◆ DIRECTION
Copy all of the data below line for line, changing nothing.
## start
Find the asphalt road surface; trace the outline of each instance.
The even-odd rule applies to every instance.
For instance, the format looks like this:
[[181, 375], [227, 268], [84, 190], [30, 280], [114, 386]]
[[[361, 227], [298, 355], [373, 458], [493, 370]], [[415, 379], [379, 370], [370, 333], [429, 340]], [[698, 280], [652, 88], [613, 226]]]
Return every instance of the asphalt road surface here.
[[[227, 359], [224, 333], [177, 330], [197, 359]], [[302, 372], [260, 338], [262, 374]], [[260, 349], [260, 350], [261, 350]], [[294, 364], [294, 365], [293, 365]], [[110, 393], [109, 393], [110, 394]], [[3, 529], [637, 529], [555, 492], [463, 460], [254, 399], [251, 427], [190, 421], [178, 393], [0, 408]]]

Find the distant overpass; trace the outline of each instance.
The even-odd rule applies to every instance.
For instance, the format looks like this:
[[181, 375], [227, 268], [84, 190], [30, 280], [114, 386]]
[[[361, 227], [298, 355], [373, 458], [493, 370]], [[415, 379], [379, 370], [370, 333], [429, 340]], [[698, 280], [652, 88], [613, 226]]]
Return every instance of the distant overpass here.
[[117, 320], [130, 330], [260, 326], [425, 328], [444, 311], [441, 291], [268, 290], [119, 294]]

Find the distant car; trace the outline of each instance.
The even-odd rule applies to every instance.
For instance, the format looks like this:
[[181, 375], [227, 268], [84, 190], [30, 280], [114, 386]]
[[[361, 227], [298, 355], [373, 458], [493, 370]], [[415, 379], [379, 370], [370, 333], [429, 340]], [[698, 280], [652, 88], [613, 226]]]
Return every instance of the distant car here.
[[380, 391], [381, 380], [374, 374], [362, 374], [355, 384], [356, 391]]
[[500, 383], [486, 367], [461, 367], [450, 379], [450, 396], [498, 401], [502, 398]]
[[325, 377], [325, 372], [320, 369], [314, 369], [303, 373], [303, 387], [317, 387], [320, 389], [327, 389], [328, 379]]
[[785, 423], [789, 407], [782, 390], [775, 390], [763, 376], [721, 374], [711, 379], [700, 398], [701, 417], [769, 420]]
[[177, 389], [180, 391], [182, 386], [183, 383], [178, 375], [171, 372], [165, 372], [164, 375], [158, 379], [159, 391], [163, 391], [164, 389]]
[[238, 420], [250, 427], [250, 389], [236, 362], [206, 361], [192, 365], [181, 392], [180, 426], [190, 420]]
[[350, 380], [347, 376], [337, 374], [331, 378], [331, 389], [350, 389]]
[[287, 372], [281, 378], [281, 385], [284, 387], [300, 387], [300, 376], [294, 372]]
## end
◆ RESULT OF THE TASK
Find the asphalt road surface; trace the outline of each instance.
The even-odd rule applies to every instance.
For instance, the format looks like this:
[[181, 375], [227, 268], [84, 190], [30, 280], [114, 386]]
[[[361, 227], [298, 355], [373, 458], [493, 370]], [[415, 379], [379, 370], [370, 333], [429, 340]], [[698, 280], [652, 88], [613, 226]]]
Return every instance of the asphalt road surface here.
[[[227, 359], [224, 333], [177, 330], [197, 359]], [[302, 372], [260, 338], [262, 374]], [[260, 349], [260, 350], [261, 350]], [[294, 364], [294, 365], [293, 365]], [[110, 393], [109, 393], [110, 394]], [[3, 529], [637, 529], [555, 492], [463, 460], [254, 399], [251, 427], [190, 421], [178, 393], [0, 408]]]

Find the distant overpass; trace the outline of each instance.
The even-odd rule applies to every instance.
For instance, the format looks like this:
[[181, 375], [227, 268], [84, 190], [30, 280], [114, 386]]
[[[361, 227], [298, 355], [373, 458], [493, 370]], [[415, 379], [379, 370], [370, 333], [429, 340]], [[698, 280], [652, 88], [613, 226]]]
Return every instance of the distant overpass here.
[[117, 320], [130, 330], [260, 326], [425, 328], [444, 311], [441, 291], [268, 290], [119, 294]]

Find the distant car; trace the outline of each instance.
The even-odd rule applies to every instance.
For instance, the format looks like this:
[[181, 375], [227, 268], [84, 190], [30, 280], [114, 386]]
[[[361, 227], [298, 355], [373, 458], [493, 370]], [[415, 379], [379, 370], [370, 333], [429, 340]], [[698, 280], [652, 88], [613, 226]]]
Return every instance of the distant car here.
[[380, 391], [381, 380], [374, 374], [362, 374], [355, 384], [356, 391]]
[[500, 383], [486, 367], [461, 367], [450, 379], [450, 396], [498, 401], [502, 398]]
[[325, 377], [325, 372], [320, 369], [314, 369], [303, 373], [303, 387], [317, 387], [320, 389], [327, 389], [328, 379]]
[[785, 423], [789, 407], [782, 390], [775, 390], [763, 376], [721, 374], [711, 379], [700, 398], [701, 417], [769, 420]]
[[177, 389], [180, 391], [182, 386], [183, 383], [178, 375], [171, 372], [165, 372], [164, 375], [158, 379], [159, 391], [163, 391], [164, 389]]
[[238, 420], [250, 427], [250, 389], [236, 362], [206, 361], [192, 365], [181, 392], [180, 426], [190, 420]]
[[350, 380], [347, 376], [337, 374], [331, 378], [331, 389], [350, 389]]
[[287, 372], [281, 378], [281, 385], [284, 387], [300, 387], [300, 376], [294, 372]]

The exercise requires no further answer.